When I was growing up in America, life was vastly different than it is today.
The country I knew then has so radically and profoundly changed that it is virtually unrecognizable.
There was no internet, no computers, no cell phones, no apps, no photocopy machines, no GPS, no voice mail, no faxes, no pagers, no email, no Instagram, no video games, no Google, and no video cameras.
There was no artificial intelligence, no texts, no Instagram, no Facebook, no Apple, no Netflix, virtual reality, and no Wi-Fi.
Businesses were closed on Sunday, except for a gas station or two along main highways. You did not pump your own gas; an attendant would come out and do it for you and check your oil and tires.
There were no big box stores. Your parents, uncles, or neighbors owned the local clothing, appliance, or grocery stores. You bought your meat at a butcher’s shop.
There were very few, if any, obese people.
There were no drugs in the schools until the late 1960s. School prayer was allowed. We said the Pledge of Allegiance every morning before class. There were no birth control pills.
We studied American history, math, science, and civics in school.
Immigrants who came through Ellis Island and other legal points of entry weren’t given cell phones or free hotel rooms. They worked on farms, at factories, and in foundries. They took care of their own.
The American Dream was very much alive and well.
America’s favorite matinee idol was Jimmy Stewart, a European theater combat veteran who left the comfort of Hollywood to enlist in the Army Air Corps. Our president was former General Dwight D. Eisenhower, the highly respected man who helped mastermind the D-Day invasion.
No one burned the flag.
America was a light on the hill to other nations.
Pop songs were about love, having fun, and dancing.
People wrote letters, thank you notes, and sent postcards. Letter carriers walked from house to house, delivering the mail.
The average inflation rate was 1.3%.
Gasoline was 19 cents a gallon; one hour of work bought you 10 gallons. The average house cost about $14,000. A new car would cost about $1800. Stamps were four cents, newspapers were a nickel, and McDonald’s hamburgers cost 15 cents. There were no plastic bags or bottles. You paid a two-cent deposit on soda bottles and had to return them to get your money back.

• _TASK REQUIREMENTS_:
1 > According to the piece on growing up in America, what did the average house cost back then?
2 > Please continue the piece on growing up in America, starting right after its final sentence.
The listing after this passage comes from a separate source.

(Raw listing)
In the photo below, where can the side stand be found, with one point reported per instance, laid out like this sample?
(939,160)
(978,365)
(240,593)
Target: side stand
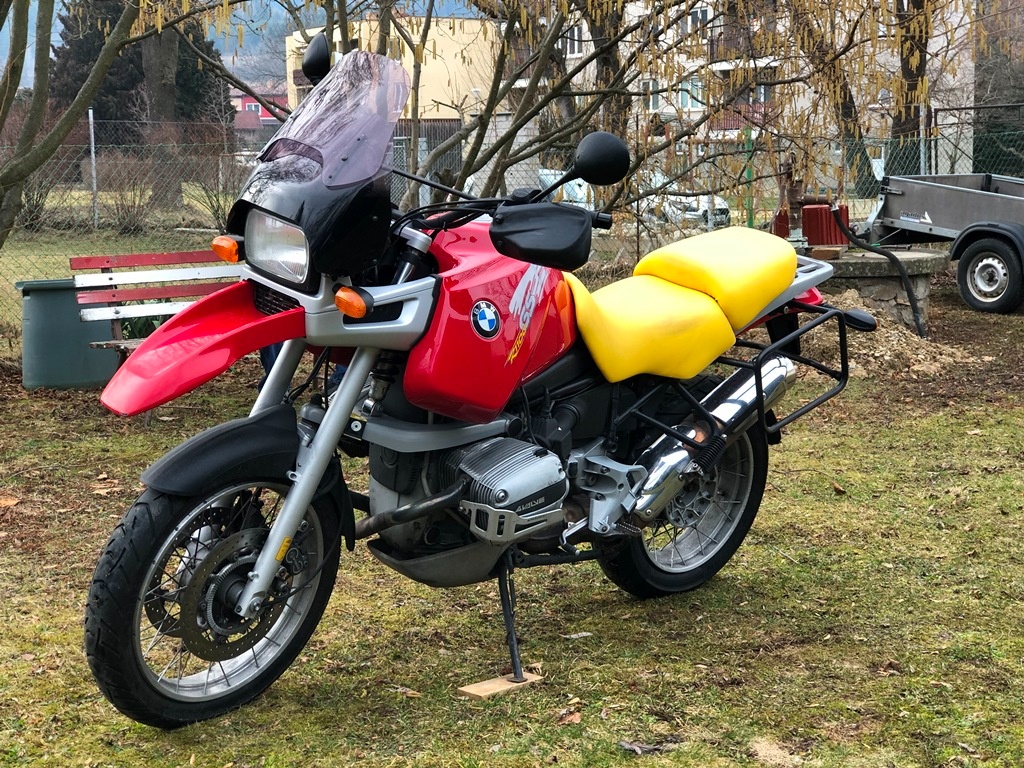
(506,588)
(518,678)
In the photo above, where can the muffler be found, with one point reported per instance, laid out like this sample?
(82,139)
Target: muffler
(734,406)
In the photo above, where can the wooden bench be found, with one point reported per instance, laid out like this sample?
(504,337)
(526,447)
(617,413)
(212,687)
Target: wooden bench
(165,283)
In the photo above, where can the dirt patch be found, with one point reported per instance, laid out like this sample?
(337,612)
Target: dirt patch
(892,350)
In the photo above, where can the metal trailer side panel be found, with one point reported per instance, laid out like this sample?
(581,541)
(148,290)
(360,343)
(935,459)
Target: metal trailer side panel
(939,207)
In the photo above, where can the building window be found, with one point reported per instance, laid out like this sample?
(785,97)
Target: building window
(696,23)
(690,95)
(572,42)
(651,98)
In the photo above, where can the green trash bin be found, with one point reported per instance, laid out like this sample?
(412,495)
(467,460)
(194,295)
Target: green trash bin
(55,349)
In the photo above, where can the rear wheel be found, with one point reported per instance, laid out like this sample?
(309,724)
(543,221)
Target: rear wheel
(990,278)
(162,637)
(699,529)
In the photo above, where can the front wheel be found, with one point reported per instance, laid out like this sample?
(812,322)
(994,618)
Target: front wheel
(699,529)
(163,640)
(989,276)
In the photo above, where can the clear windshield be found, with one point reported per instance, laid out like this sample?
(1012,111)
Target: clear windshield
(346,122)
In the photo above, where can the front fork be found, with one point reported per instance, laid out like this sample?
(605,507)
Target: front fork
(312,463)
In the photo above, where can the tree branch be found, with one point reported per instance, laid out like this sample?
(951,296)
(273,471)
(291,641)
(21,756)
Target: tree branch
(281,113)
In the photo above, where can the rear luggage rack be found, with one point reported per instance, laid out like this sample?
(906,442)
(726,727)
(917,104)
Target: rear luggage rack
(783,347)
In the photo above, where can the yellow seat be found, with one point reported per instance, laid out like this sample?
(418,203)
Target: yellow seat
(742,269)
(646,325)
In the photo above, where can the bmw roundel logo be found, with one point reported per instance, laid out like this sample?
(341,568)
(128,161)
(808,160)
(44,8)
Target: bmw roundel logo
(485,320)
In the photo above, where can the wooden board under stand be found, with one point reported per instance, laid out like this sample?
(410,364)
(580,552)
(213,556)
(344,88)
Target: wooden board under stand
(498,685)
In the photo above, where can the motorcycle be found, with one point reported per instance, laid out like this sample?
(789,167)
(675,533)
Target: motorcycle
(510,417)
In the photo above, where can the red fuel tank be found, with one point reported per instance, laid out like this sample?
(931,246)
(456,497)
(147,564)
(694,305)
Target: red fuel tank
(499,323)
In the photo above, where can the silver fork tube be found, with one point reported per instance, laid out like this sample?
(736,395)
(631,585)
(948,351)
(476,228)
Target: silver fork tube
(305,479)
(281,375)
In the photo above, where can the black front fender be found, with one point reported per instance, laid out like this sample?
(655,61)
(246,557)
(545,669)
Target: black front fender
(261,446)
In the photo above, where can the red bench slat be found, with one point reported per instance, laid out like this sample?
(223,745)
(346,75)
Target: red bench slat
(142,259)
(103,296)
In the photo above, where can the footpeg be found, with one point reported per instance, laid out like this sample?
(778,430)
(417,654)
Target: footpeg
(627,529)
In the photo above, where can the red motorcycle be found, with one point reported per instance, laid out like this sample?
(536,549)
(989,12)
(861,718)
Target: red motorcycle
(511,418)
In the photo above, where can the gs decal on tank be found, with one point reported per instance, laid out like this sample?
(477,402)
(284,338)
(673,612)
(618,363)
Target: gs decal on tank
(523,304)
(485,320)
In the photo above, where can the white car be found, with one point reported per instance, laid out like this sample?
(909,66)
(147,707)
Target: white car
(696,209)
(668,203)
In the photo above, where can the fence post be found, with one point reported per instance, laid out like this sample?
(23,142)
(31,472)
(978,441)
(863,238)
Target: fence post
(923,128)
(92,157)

==

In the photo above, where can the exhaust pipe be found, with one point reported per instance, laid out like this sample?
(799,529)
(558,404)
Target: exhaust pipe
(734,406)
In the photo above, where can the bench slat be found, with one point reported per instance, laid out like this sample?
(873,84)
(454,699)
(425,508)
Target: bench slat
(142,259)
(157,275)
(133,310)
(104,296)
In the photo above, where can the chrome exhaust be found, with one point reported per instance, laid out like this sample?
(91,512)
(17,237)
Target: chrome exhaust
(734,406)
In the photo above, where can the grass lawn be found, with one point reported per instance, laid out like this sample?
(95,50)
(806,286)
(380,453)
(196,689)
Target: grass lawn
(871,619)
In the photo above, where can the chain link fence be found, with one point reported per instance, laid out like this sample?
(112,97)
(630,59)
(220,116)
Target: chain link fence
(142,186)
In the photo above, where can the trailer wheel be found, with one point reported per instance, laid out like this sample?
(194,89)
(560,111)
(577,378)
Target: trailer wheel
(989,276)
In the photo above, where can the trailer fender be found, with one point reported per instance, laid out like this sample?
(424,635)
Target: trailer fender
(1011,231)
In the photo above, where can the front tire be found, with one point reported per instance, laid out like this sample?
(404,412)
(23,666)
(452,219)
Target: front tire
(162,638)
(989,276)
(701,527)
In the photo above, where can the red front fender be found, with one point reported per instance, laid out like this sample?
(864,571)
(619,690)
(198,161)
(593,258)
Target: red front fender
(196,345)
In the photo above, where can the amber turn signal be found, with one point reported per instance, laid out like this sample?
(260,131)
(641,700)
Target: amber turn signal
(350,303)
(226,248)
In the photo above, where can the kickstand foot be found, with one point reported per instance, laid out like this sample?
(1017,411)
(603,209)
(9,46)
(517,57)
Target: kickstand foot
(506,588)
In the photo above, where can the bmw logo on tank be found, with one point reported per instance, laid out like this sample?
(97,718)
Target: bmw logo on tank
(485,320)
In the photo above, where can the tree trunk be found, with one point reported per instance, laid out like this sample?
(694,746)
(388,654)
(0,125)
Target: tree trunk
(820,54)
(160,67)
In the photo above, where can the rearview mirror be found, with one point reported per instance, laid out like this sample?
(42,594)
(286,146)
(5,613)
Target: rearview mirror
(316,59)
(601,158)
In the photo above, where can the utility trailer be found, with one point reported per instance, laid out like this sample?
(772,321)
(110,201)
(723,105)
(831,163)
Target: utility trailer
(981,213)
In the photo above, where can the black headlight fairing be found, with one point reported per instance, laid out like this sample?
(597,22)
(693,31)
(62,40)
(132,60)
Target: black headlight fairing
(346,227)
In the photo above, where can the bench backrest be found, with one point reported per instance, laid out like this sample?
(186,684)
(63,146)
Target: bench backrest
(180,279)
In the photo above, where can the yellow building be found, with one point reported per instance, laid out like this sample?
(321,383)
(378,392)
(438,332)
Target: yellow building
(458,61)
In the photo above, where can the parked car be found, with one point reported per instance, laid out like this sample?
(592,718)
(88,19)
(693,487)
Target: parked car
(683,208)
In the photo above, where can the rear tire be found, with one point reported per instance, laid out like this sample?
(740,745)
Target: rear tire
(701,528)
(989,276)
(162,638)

---

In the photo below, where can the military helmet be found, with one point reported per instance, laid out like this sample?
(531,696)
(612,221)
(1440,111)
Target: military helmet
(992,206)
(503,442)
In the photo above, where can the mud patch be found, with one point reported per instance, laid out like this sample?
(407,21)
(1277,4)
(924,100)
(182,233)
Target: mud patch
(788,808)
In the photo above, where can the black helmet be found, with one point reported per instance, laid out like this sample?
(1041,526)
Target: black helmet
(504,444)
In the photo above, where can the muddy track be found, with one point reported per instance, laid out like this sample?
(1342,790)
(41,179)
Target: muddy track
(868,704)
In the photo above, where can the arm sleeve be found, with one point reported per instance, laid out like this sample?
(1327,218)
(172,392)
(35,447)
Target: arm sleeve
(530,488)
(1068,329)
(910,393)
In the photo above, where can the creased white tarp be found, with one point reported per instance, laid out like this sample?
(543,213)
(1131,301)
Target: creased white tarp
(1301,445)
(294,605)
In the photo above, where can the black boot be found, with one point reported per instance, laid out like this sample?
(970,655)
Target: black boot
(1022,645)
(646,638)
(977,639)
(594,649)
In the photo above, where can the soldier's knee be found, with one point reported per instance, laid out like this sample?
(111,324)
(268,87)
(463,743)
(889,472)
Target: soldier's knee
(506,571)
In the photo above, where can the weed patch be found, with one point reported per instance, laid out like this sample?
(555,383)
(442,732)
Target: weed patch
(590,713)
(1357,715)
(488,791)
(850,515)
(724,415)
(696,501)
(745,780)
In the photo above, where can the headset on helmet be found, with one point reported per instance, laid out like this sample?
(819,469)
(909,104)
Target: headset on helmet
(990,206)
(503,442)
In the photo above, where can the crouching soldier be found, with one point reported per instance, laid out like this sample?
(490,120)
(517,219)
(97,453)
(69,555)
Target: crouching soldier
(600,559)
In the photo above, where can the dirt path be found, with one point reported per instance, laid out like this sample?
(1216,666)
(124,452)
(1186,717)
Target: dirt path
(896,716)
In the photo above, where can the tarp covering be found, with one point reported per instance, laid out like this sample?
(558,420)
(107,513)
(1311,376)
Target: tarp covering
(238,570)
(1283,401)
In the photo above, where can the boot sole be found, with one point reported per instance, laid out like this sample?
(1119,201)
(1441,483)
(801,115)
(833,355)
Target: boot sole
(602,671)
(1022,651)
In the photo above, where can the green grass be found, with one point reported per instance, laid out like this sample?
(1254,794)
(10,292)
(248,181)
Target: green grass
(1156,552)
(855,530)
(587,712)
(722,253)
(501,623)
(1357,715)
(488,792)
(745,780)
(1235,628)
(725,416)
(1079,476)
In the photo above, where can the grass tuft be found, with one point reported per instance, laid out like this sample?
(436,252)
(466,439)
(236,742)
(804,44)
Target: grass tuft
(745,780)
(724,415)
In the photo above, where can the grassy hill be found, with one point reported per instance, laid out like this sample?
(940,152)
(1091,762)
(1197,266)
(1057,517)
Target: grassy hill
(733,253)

• _FINAL ANSWERS_:
1 > About $14,000.

2 >
It was a time when police officers, teachers, the military, and most politicians were highly respected.
Few, if any, of us had ever heard of gays, drag queens, or gender-fluid people. Those who were homosexual hid it well.
No one had ever heard of a homeless person. Hobos were men who traveled along railways to find work in other cities. You knew and trusted your neighbors. People rarely moved.
There were no birth control pills, no fentanyl, and no meth labs.
Abortion was illegal.
We weren’t worried about mass shootings, terrorists, China, or nuclear bombs.
Crime was less than half of what it is today.
Looting was unheard of.
Young women and girls were rarely abducted, if ever.
Professional athletes often had off-season jobs to supplement their incomes, as they were paid only for the weeks they played. If you saw someone wearing a
jersey, it was the athlete himself, as they were not reproduced for sale. No serious women’s high school, college, or professional sports teams existed. We had no idea what soccer was all about. Baseball was the national pastime, not the NBA or NFL.
People dressed more formally, and women modestly. Jeans, boots, and shorts were not allowed in classrooms. No one was walking around with metal studs and rings attached to their face.
The 1950s had their dark side too…
Black people were still mostly segregated. Black people (and Jews) were not allowed in country clubs. Blacks could not attend white-only schools. Segregation in the 1950s meant Black people had to sit in the back of the bus. They could not eat at lunch counters, stay at certain hotels, drink at white bars, or use white-only drinking fountains.
By the early 1960s, things were beginning to change…
The October 1962 Cuban missile crisis, the JFK assassination in 1963, the Robert Kennedy and Dr. Martin Luther King Jr. assassinations in 1968, the Civil Rights Act of 1964, the Vietnam War protests of the late 60s, the sexual revolution, Woodstock in the summer of ‘69, the Stonewall Riots of June 1969, and the elimination of school prayer in 1962 all began the journey into the mess we find ourselves in today.
Young people in America today have no idea what this country was like back then. Instead of America’s true history, schools and colleges are teaching them this country is a racist white patriarchy that must be destroyed and built back better.
When I was growing up, we had a keen understanding of the ultimate sacrifices of our troops in WWII and Korea. Most of us knew someone or had a relative who did not come back. Many young people today have no idea what Memorial or Veteran’s Day represent other than a day off from school or work.
They do not appreciate the Bill of Rights because they have never read it.
Things are now upside down, backward, and inside out. What was once considered wrong, immoral, or evil is now regarded by many as good, decent, and virtuous.
I miss the America that once was...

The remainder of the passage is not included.